▸ **Énoncé du problème**
Réécrivez en CSV à deux colonnes, nommées texte et réponse, les données allant de la ligne qui contient "Could you please indicate the green" jusqu'à la fin des données, ces deux bornes comprises. Mettez une ligne par texte accompagné de sa réponse, placez chaque champ entre guillemets et remplacez les retours à la ligne par des espaces.

──────────────────────────────

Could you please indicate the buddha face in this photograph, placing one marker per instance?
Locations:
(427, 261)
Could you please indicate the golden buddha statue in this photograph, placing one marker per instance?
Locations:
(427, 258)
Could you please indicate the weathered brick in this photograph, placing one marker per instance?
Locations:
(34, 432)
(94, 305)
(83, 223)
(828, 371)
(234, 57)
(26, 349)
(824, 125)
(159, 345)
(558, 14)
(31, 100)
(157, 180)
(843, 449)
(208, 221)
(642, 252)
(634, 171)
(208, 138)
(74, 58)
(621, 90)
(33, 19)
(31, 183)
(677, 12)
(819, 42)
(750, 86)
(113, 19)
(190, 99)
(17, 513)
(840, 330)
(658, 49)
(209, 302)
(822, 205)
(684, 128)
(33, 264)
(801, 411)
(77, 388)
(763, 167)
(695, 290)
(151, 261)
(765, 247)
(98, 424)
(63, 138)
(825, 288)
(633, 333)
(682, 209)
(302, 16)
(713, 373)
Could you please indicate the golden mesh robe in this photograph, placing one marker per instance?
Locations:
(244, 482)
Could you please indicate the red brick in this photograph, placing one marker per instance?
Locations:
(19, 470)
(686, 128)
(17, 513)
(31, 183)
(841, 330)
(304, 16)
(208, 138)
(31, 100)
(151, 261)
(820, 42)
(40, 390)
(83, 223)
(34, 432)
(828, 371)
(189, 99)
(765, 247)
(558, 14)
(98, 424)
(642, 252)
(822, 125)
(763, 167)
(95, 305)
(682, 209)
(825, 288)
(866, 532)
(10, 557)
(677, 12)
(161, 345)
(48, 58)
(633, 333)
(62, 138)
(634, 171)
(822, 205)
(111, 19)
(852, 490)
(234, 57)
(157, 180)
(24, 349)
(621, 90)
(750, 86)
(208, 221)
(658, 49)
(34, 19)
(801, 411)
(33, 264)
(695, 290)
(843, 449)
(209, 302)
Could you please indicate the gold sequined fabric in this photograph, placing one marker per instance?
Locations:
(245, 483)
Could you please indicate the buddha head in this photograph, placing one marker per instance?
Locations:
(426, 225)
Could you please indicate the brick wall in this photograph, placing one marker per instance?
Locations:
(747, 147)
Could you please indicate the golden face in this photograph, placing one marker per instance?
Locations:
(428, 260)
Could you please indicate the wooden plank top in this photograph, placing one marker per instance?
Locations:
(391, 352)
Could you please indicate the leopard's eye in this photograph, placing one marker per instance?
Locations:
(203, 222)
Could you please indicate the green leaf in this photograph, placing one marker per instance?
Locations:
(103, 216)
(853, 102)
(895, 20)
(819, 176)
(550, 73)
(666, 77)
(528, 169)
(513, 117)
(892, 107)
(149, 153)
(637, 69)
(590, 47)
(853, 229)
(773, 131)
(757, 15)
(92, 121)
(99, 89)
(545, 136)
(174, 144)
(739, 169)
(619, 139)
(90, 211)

──────────────────────────────

▸ **Réponse rédigée**
texte,réponse
"Could you please indicate the green leaf in this photograph, placing one marker per instance? Locations:","(103, 216) (853, 102) (895, 20) (819, 176) (550, 73) (666, 77) (528, 169) (513, 117) (892, 107) (149, 153) (637, 69) (590, 47) (853, 229) (773, 131) (757, 15) (92, 121) (99, 89) (545, 136) (174, 144) (739, 169) (619, 139) (90, 211)"